Continue the article on the Single Touch Payroll Phase 2 expansion, picking up right after its final sentence.

- **SOURCE PASSAGE**
(begin)

The Australian Tax Office (ATO) hosted a webinar earlier this year (April 2021), introducing details of the STP Phase 2 expansion to the Australian public. This session was aimed largely towards payroll professionals and accountants, and we’ve summarised the main points of interest below:

 

What is the STP Phase 2 Expansion?

The ATO has emphasised that this most recent update to Single Touch Payroll (STP 2.0) is to assist in reduced reporting requirements to different government agencies. Permitting all relevant information to be reported through the payroll system and allowing agencies to collect this information directly from the ATO.

One of the primary examples of this information sharing between agencies is with Services Australia, allowing Services Australia to confirm child support deductions without a separate report to be required.

 

What’s new in STP Phase 2?

 

Further definitions around allowances and other earnings

Previously in payment summaries and STP (Phase 1), most employee earnings were grouped into one ‘gross earnings’ bucket, including most allowances.

(end)

- **Rows from a pointing dataset**
(begin)

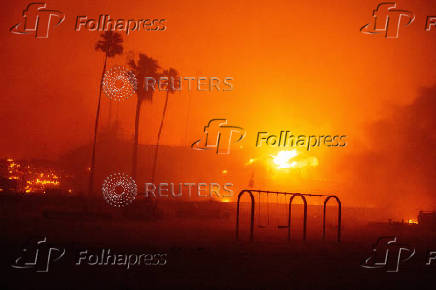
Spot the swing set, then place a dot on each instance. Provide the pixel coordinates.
(303, 197)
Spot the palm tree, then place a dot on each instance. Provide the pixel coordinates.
(111, 44)
(146, 67)
(173, 83)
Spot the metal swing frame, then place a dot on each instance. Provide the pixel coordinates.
(293, 195)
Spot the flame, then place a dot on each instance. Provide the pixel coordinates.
(32, 179)
(282, 159)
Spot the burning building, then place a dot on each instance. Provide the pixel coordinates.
(26, 177)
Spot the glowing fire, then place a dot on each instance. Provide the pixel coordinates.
(284, 159)
(32, 179)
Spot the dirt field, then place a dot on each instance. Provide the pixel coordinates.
(200, 250)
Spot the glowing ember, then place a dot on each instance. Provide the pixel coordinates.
(287, 159)
(282, 159)
(31, 179)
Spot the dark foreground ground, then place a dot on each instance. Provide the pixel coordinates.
(198, 250)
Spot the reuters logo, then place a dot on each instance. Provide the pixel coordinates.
(119, 189)
(119, 83)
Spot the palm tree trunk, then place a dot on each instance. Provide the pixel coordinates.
(97, 117)
(158, 137)
(136, 140)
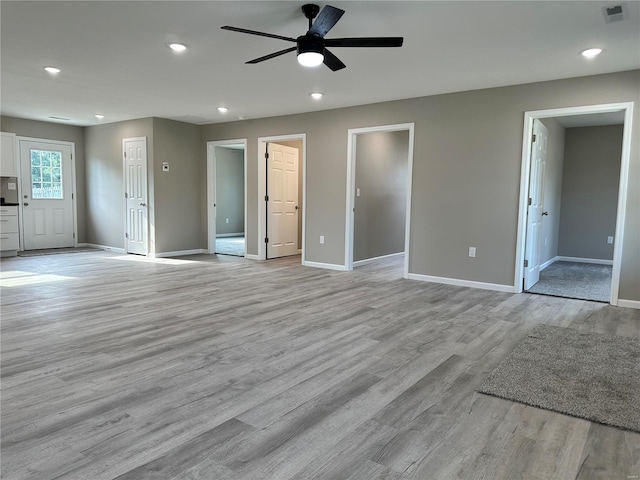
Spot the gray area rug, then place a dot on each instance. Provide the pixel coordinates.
(585, 281)
(230, 246)
(586, 375)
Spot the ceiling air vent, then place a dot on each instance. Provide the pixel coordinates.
(614, 13)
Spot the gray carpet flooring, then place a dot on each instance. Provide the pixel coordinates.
(586, 375)
(231, 246)
(585, 281)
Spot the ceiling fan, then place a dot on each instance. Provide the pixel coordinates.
(312, 46)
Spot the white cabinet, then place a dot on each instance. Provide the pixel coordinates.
(8, 163)
(9, 242)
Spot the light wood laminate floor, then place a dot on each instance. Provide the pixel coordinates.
(222, 368)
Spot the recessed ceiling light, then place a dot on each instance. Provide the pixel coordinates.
(177, 47)
(591, 52)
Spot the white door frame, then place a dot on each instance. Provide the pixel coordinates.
(262, 180)
(124, 191)
(351, 188)
(74, 200)
(627, 108)
(211, 189)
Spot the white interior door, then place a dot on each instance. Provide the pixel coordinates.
(535, 208)
(135, 168)
(282, 204)
(47, 189)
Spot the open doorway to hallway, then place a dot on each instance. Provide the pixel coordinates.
(379, 194)
(226, 197)
(575, 194)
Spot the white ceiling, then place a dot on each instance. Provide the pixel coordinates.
(114, 58)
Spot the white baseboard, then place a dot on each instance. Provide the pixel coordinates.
(104, 247)
(179, 253)
(629, 303)
(374, 259)
(223, 235)
(597, 261)
(462, 283)
(327, 266)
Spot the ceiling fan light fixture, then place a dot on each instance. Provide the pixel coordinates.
(591, 52)
(310, 59)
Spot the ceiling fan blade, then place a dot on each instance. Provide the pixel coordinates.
(364, 42)
(333, 62)
(261, 34)
(326, 19)
(272, 55)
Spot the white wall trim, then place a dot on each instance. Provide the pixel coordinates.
(529, 117)
(262, 175)
(327, 266)
(351, 179)
(595, 261)
(224, 235)
(629, 303)
(178, 253)
(359, 263)
(462, 283)
(211, 189)
(105, 247)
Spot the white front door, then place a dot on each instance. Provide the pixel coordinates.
(135, 193)
(47, 194)
(534, 211)
(282, 203)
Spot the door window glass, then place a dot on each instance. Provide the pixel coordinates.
(46, 174)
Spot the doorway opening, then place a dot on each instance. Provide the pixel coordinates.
(226, 197)
(281, 194)
(572, 201)
(379, 177)
(46, 194)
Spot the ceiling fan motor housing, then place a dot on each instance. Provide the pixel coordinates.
(310, 43)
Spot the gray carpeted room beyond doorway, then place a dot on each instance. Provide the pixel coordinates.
(584, 281)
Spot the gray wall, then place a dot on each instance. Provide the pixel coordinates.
(591, 177)
(229, 190)
(298, 145)
(56, 131)
(177, 205)
(380, 210)
(467, 158)
(552, 189)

(end)

- **THE OUTPUT**
Moving forward with STP Phase 2 (STP 2.0), Single Touch Payroll lodgements will be required to separate all earnings into the following discrete payment types:

  • Salary sacrifice and deductions
  • Bonuses and commissions;
  • Allowances;
  • Other Payments (including termination and overtime payments);
  • Paid leave;
  • Directors’ Fees

 

Salary sacrifice and deductions

 

Salary Sacrifice

You must separately report salary sacrificed amounts.

When reporting salary sacrificed amounts, there are two new types to report:

  • superannuation (salary sacrifice type S) – for superannuation to a complying fund or retirement savings account (RSA)
  • other employee benefits (salary sacrifice type O) – for benefits other than super.
STP Phase 2 - Reporting Salary Sacrifice

 

If your employee has an effective salary sacrifice arrangement, you have previously reported post-sacrifice amounts to us. This changes as part of STP Phase 2. You now need to report the salary sacrifice amounts and separately report the pre-sacrificed income amounts in your STP report.

 

Salary Sacrifice superannuation (salary sacrifice type S)

STP Phase 2 - Salary Sacrifice Superannuation

Salary sacrifice other employee benefits (salary sacrifice type O)

STP Phase 2 - Salary Sacrifice Employee Benefits

Please be advised the reporting of deductions will not change. There are two deduction types you can report and this will continue to be the same under STP Phase 2:

  • union and professional association fees (deduction type F)
  • workplace giving (deduction type W)

 

Child Support Reporting

You may voluntarily choose to report your Child support deductions and Child support garnishees if your solution offers this functionality.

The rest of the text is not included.